Copy out all of the material below with every "thickest" switched to "widest" and nothing else altered. Leave the pictures out of your answer.

* Start Entries shown *

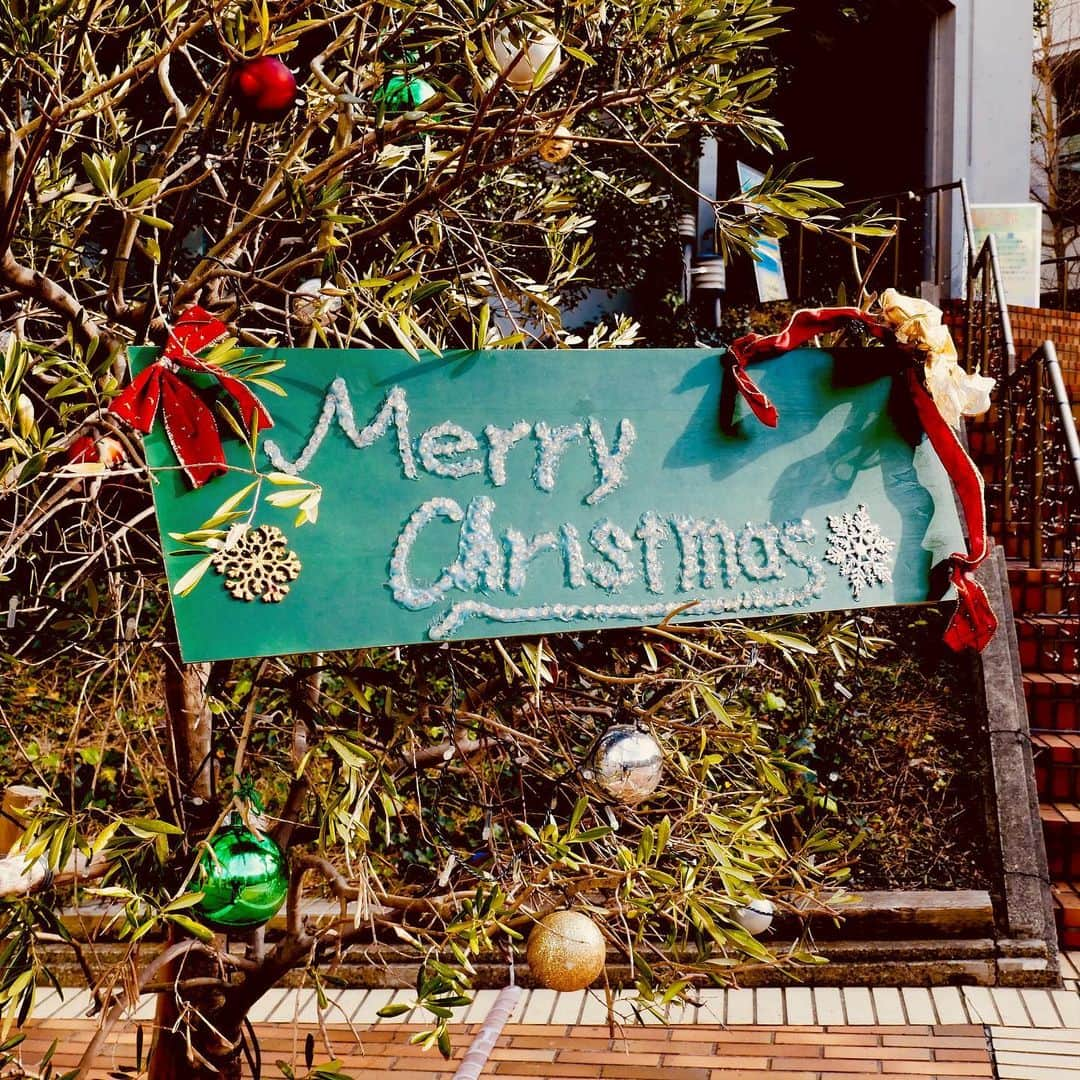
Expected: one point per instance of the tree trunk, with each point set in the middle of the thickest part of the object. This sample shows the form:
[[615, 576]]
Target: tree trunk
[[189, 1044]]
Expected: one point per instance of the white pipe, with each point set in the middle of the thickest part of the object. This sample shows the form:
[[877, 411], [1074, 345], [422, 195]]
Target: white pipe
[[482, 1045]]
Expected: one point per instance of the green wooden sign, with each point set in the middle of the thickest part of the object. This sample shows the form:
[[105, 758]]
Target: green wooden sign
[[493, 494]]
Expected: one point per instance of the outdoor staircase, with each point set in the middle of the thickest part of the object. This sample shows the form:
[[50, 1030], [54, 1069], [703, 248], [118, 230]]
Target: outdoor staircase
[[1044, 584]]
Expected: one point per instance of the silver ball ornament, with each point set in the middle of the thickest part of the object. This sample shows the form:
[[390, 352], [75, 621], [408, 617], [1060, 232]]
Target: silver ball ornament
[[756, 917], [628, 764]]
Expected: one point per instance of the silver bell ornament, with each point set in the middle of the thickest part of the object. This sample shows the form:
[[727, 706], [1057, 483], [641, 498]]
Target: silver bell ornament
[[312, 304], [628, 764], [756, 917], [522, 54]]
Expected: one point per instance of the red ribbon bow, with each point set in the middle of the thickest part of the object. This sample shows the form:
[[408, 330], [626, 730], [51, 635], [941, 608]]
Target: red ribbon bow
[[189, 422], [973, 623]]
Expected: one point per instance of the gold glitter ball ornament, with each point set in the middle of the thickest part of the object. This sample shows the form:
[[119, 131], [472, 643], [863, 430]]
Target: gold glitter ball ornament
[[566, 950], [556, 145]]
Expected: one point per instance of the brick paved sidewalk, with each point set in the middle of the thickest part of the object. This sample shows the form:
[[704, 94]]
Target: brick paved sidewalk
[[588, 1053]]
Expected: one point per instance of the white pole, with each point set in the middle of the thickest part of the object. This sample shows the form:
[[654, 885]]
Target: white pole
[[482, 1045]]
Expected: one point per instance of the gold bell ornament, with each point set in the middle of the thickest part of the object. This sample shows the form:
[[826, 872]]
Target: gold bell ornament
[[566, 950], [556, 145]]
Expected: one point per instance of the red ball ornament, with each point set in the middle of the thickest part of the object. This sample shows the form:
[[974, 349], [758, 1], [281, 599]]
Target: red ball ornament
[[264, 90]]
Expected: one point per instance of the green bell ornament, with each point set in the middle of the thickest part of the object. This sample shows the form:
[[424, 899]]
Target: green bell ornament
[[243, 878], [403, 93]]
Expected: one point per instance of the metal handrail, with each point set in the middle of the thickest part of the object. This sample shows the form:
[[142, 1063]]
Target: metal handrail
[[1039, 466]]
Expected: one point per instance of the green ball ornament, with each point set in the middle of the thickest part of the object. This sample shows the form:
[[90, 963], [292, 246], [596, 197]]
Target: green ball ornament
[[403, 93], [243, 878]]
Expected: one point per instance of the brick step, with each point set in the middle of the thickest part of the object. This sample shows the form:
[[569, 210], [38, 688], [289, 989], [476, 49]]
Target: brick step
[[1066, 895], [1061, 827], [1042, 591], [1053, 701], [1057, 765], [1049, 644]]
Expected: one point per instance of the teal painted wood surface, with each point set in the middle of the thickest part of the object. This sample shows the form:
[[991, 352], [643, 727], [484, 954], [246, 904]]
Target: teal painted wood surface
[[761, 498]]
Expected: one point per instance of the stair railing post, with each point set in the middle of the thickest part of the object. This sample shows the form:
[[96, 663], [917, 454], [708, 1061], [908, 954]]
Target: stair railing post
[[1037, 461], [1006, 404]]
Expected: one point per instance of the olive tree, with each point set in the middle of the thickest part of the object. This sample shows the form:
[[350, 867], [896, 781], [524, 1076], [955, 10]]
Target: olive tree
[[426, 177]]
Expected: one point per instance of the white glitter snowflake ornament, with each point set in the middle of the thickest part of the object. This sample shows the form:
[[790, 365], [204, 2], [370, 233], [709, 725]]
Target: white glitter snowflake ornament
[[257, 564], [861, 551]]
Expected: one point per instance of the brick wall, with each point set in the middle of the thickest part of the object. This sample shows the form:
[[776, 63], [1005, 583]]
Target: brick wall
[[1031, 327]]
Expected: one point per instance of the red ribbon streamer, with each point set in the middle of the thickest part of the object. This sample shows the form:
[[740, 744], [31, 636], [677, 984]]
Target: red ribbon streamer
[[189, 422], [973, 622]]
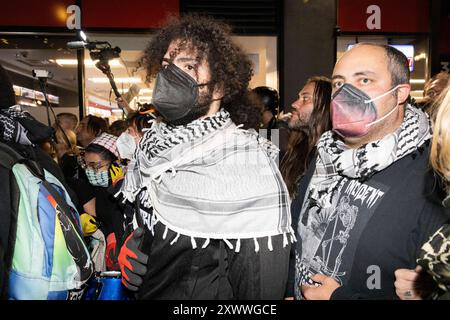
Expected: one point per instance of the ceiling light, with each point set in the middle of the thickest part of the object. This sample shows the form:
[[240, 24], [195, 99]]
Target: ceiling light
[[88, 62], [117, 80], [83, 35], [421, 56]]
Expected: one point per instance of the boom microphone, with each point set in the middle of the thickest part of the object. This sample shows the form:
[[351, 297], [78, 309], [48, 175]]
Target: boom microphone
[[80, 45]]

* End Entries shown *

• [Answer to this exercise]:
Expected: one point per instance of the tree trunk, with each point set in the middle of the widest part of the object. This sample shows the form:
[[615, 576]]
Target: tree trunk
[[189, 1044]]
Expected: one point per instance of the white pipe, with each point set in the middle of the widest part of the object. This sample shows the form:
[[877, 411], [1074, 345], [422, 195]]
Target: white pipe
[[482, 1045]]
Expected: one point per instance of the green wooden sign, with each point set in the middle of the widest part of the object. This sample shows the form:
[[105, 758]]
Target: green wooden sign
[[493, 494]]
Expected: one point per instance of the outdoor staircase, with each point set in the middle of the widest part of the object. This sample shows the form:
[[50, 1030], [54, 1069], [703, 248], [118, 230]]
Target: outdoor staircase
[[1044, 584]]
Expected: one point per instance of the silver ball ornament, with each point set in the middle of the widest part of the object. This sample shows the form:
[[390, 352], [75, 621], [408, 617], [1060, 232]]
Target: silver ball ornament
[[756, 917], [628, 764]]
Expected: one point per instance of the silver bell ornament, with each point set in the middle of the widest part of the object. This sample shows the form:
[[727, 706], [1057, 483], [641, 498]]
Target: silver bell ornament
[[312, 304], [628, 764], [756, 917], [522, 54]]
Expected: one point per instance of the red ribbon bow, with each point set in the middle of the widest part of the object. This sample shows the form:
[[408, 330], [626, 730], [51, 635], [941, 608]]
Target: red ribbon bow
[[189, 422], [973, 623]]
Expected: one point per instance of the gold glitter ball ornament, with each point set in the middle of the widest part of the object. This sample shows the form:
[[119, 131], [472, 643], [863, 430]]
Target: gold glitter ball ornament
[[566, 950], [556, 145]]
Expected: one point per instance of the brick paved sidewalk, with each point set in the middle of the widest part of the object. This sample shows the form:
[[704, 94]]
Target: brick paved sidewalk
[[588, 1053]]
Expected: one point per instance of the white pole, with each point set in the middle of the widest part of the object. This sample shows the form:
[[654, 885]]
Target: white pole
[[482, 1045]]
Expected: one point per instance of the gold bell ornament, with each point set in the middle of the widest part of the object. This sample shows the form:
[[826, 872]]
Target: gold bell ornament
[[566, 950], [556, 145]]
Expected: one point per instance of the red ball ornament, with each point set in the middle of the widest part of the object. This sample shows the form:
[[974, 349], [758, 1], [281, 599]]
Target: red ball ornament
[[264, 90]]
Expected: one point per instance of the green bell ornament, with each point set in the middle of the widest part of the object. This sample shows the form:
[[424, 899]]
Target: green bell ornament
[[243, 878], [403, 93]]
Expected: one point per instance of the metal handrail, with each point set in the middle of the widest part of the object. This sample shows the form:
[[142, 1063]]
Target: metal handrail
[[1039, 466]]
Expected: one point per instance of the green ball ornament, with each point set in the middle of the widest part of the object. This sample shows the form:
[[90, 963], [292, 246], [596, 197]]
Target: green ball ornament
[[403, 93], [243, 878]]
Expected: one point per instance of the brick step, with each point set in the middle of the widest part of the object. This sample shows the form:
[[569, 210], [38, 688], [289, 989], [476, 49]]
Target: brick step
[[1066, 895], [1061, 827], [1042, 591], [1053, 701], [1057, 765], [1049, 644]]
Expected: one point per instance of the teal painted wood surface, with each point set in the middle of the widest part of the object. This sample shows the form:
[[991, 352], [643, 727], [484, 954], [246, 904]]
Target: teal painted wood surface
[[761, 498]]
Expected: one point per instance of the stair railing post, with each point set in the middle of the widest part of the object. This sample shows the form:
[[96, 663], [917, 454], [708, 1061], [908, 954]]
Target: stair railing post
[[1037, 461], [1006, 404]]
Expected: one point per instance of the olive tree, with each point set in the middle of the widest part of the object. This sample shows the form:
[[350, 867], [896, 781], [524, 1076], [955, 10]]
Target: olive tree
[[426, 177]]
Expected: one point per instance of the white glitter snowflake ornament, with each point set in the middle of the widest part of the object. This sample shows the form:
[[790, 365], [204, 2], [370, 233], [709, 725]]
Target: white glitter snowflake ornament
[[257, 564], [861, 551]]
Expected: one point per instance of the brick wall, with each point set in the middle of the widest part of the object. This sample shows the form:
[[776, 63], [1005, 583]]
Target: brick wall
[[1031, 327]]
Expected: one point per instance of the red ribbon streamer, with each point set in the middle of the widest part of the object. This sample shows the form:
[[740, 744], [31, 636], [677, 984]]
Target: red ribbon streamer
[[189, 422], [973, 622]]
Expected: one point per instance of the ceiling light, with each point set in the middle of the widest part of the object. This sample shows the form:
[[240, 24], [195, 99]]
Target: ceiling light
[[88, 62], [117, 80], [83, 35], [421, 56]]
Expected: one point per instance of the boom microphone, with each point set in the middle of the widest part of the object. This sample shows the form:
[[351, 297], [78, 309], [48, 175]]
Target: boom microphone
[[80, 45]]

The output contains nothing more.